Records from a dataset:
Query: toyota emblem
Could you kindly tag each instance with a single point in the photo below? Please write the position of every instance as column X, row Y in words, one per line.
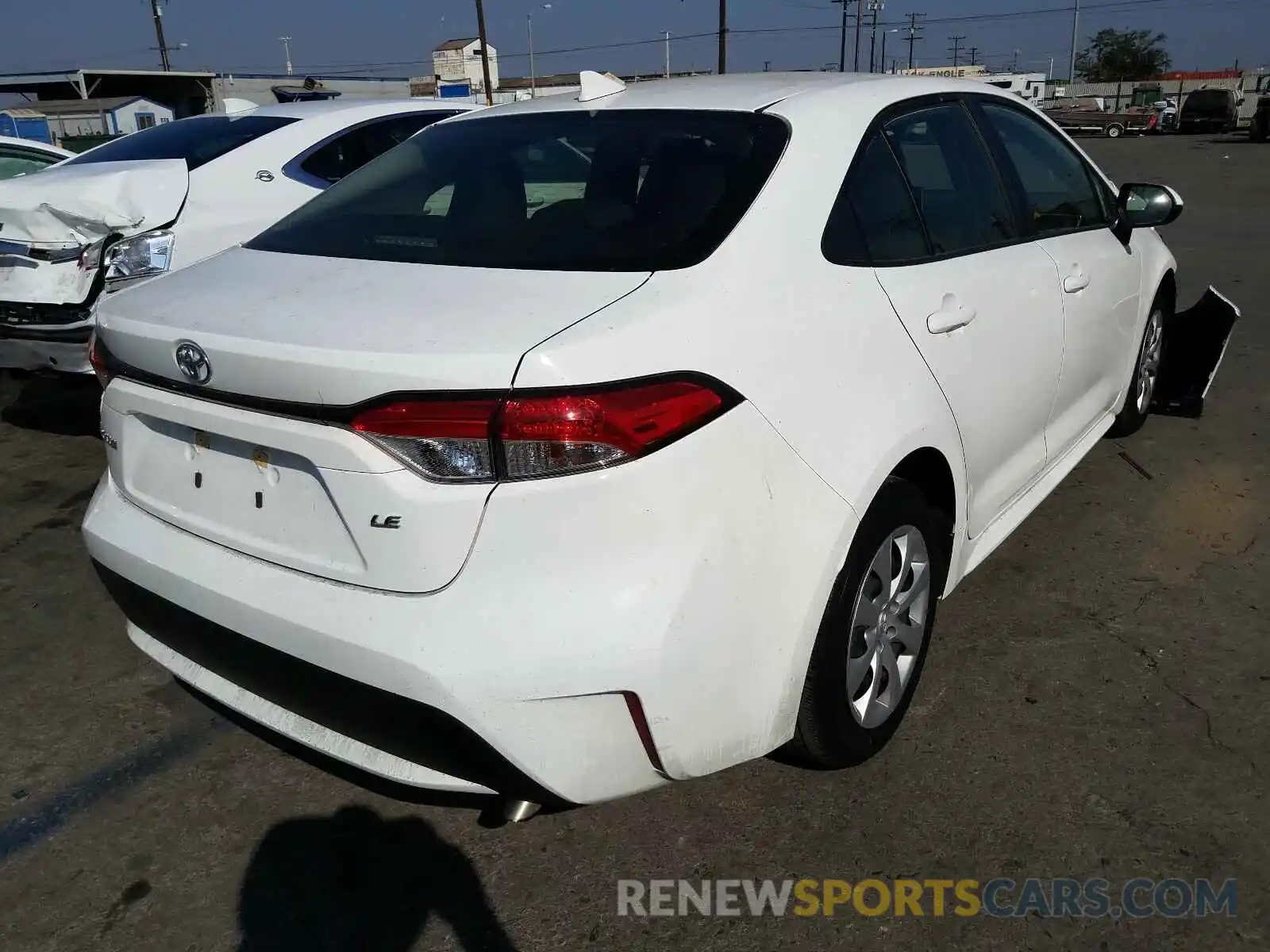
column 194, row 362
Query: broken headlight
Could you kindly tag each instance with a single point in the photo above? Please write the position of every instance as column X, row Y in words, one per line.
column 140, row 257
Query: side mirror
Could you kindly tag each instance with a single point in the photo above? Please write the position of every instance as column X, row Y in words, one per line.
column 1143, row 206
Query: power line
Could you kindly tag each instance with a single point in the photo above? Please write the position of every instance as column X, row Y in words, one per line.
column 333, row 69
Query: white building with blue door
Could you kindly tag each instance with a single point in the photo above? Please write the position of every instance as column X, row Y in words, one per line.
column 114, row 116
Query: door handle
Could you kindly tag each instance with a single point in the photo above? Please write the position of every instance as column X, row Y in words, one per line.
column 952, row 315
column 1076, row 279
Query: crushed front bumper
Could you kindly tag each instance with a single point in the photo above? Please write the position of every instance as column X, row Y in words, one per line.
column 46, row 347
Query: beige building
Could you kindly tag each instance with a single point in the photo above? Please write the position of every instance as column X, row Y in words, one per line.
column 457, row 63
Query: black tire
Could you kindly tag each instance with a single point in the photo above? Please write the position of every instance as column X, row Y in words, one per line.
column 829, row 734
column 1130, row 418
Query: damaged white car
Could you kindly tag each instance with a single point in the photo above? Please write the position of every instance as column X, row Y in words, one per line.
column 164, row 198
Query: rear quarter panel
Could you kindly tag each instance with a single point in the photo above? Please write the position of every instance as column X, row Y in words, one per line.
column 817, row 348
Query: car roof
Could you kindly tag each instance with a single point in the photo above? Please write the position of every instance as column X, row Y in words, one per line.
column 751, row 92
column 38, row 146
column 355, row 109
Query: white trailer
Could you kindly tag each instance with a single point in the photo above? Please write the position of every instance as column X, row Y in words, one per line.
column 1026, row 86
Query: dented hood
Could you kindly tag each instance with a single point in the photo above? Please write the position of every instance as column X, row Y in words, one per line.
column 78, row 205
column 48, row 217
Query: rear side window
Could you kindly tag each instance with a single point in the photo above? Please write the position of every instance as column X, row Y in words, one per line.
column 197, row 140
column 356, row 148
column 952, row 179
column 616, row 190
column 874, row 220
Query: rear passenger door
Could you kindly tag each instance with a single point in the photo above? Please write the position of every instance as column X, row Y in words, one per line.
column 979, row 302
column 1067, row 209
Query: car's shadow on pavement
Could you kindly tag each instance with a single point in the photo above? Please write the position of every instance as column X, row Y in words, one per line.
column 64, row 405
column 359, row 881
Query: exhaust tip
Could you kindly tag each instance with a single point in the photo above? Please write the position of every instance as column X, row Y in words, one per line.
column 520, row 810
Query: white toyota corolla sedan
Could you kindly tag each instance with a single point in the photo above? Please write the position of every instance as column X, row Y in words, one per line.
column 586, row 444
column 163, row 198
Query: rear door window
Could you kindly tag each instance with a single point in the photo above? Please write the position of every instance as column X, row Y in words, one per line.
column 1058, row 188
column 952, row 179
column 197, row 140
column 616, row 190
column 874, row 220
column 353, row 149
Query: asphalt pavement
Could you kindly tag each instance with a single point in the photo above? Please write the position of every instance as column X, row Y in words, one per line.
column 1095, row 704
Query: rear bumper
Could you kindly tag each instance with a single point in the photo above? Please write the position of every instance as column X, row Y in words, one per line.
column 36, row 347
column 694, row 579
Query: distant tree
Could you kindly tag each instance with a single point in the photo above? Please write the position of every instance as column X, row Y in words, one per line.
column 1122, row 54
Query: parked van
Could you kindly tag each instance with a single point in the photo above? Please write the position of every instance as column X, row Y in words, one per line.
column 1210, row 111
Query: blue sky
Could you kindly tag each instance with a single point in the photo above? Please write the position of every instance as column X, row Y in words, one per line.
column 394, row 37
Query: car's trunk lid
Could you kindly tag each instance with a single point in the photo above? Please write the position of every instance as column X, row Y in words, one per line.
column 260, row 459
column 338, row 332
column 48, row 219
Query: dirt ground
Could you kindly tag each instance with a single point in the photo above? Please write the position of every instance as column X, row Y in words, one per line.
column 1095, row 706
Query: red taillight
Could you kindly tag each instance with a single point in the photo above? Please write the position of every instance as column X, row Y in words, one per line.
column 444, row 440
column 544, row 436
column 540, row 435
column 97, row 359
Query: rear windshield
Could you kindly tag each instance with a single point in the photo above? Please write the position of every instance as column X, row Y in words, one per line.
column 618, row 190
column 197, row 140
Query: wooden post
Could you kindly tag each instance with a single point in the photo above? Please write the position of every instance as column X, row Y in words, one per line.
column 484, row 52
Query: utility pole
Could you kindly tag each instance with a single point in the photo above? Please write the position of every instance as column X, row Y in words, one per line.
column 484, row 52
column 1076, row 22
column 912, row 35
column 874, row 6
column 860, row 6
column 842, row 38
column 163, row 44
column 723, row 37
column 533, row 75
column 882, row 60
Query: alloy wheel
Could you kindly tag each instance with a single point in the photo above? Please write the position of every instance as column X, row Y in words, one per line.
column 888, row 626
column 1149, row 361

__Your goal__. An exact copy of the lines above, from the one containing "Query: rear passenger door" down to the one containing "Query: car's shadow on pavement" and including both, is the whole answer; retype it and nothing else.

__Exercise answer__.
Query: rear passenger door
Could you kindly tag each instance with a single point in the photo above? Please write the position of every instance as column X, row Y in words, one per line.
column 979, row 302
column 1067, row 209
Query: car's shadow on pavement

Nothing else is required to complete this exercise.